(Dataset records)
------------

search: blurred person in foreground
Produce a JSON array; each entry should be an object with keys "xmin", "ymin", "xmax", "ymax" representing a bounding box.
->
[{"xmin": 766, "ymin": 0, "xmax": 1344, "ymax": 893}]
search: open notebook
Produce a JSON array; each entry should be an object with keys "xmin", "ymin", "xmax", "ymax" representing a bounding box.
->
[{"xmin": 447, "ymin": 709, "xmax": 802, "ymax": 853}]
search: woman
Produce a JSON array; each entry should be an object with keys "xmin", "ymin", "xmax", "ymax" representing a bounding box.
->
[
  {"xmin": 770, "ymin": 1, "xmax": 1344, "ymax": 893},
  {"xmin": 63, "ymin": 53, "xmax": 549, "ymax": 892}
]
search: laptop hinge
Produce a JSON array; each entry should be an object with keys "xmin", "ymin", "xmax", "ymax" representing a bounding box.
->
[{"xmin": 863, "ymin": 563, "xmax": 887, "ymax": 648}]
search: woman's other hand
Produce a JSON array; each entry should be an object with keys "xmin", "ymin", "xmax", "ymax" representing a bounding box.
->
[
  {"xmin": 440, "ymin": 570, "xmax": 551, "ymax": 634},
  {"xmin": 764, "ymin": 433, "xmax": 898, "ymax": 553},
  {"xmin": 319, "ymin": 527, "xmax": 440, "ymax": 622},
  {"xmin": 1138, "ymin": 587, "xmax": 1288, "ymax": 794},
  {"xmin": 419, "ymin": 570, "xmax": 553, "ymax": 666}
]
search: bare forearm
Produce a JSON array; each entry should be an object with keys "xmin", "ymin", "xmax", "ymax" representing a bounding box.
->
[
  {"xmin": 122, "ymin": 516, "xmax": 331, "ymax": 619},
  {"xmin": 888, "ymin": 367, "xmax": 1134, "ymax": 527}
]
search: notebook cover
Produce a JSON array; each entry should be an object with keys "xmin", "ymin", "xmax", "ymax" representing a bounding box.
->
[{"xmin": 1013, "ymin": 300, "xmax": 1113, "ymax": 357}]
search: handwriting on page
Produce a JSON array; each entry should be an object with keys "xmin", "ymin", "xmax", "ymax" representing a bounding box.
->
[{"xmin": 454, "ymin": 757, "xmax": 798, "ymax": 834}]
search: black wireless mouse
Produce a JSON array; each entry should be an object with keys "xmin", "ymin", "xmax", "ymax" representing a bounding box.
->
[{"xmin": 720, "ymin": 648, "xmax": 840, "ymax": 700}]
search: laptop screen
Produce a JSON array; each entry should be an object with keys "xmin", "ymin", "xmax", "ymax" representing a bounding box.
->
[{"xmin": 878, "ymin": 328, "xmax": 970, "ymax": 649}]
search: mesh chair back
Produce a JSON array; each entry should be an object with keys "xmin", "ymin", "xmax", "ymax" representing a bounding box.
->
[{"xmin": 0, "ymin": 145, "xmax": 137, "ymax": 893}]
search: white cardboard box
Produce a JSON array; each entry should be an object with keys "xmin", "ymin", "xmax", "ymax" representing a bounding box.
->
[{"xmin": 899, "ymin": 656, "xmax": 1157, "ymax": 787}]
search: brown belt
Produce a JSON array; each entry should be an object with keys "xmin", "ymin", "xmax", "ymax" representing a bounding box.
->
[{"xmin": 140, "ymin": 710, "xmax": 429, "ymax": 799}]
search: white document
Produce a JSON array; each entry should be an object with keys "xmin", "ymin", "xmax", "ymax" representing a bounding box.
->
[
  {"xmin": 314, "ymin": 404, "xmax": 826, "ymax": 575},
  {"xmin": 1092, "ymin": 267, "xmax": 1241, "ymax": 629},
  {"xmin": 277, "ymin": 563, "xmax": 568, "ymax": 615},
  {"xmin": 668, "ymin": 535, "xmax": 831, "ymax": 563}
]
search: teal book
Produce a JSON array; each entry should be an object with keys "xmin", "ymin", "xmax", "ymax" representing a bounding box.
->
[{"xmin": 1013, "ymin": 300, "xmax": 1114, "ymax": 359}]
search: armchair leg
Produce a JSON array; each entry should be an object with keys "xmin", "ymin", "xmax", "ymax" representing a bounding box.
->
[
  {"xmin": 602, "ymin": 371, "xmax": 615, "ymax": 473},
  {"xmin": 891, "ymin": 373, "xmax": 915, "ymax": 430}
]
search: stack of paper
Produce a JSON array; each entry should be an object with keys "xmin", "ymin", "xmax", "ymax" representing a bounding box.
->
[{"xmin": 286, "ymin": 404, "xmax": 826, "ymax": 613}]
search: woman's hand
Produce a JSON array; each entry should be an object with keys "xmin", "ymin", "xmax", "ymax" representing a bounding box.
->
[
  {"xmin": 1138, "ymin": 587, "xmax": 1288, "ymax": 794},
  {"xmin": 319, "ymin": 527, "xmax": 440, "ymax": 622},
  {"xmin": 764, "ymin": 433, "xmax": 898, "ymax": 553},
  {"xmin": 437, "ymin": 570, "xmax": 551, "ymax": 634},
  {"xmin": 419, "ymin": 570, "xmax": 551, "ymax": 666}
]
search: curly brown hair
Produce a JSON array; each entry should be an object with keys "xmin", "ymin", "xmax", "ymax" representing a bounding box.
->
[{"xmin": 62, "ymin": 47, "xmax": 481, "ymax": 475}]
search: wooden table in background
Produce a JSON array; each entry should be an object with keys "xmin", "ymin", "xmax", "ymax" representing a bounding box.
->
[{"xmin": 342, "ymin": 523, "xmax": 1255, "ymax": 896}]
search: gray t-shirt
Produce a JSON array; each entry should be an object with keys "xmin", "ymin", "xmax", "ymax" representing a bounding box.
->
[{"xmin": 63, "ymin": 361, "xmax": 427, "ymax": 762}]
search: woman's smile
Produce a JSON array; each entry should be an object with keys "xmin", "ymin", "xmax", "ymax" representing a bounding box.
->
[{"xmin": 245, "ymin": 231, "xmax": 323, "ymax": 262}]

------------

THE PROBLEM:
Filter the items above and copy out each line that contains the string "laptop".

ANSWER TO THE EXERCISE:
search: laptop hinge
search: laptop screen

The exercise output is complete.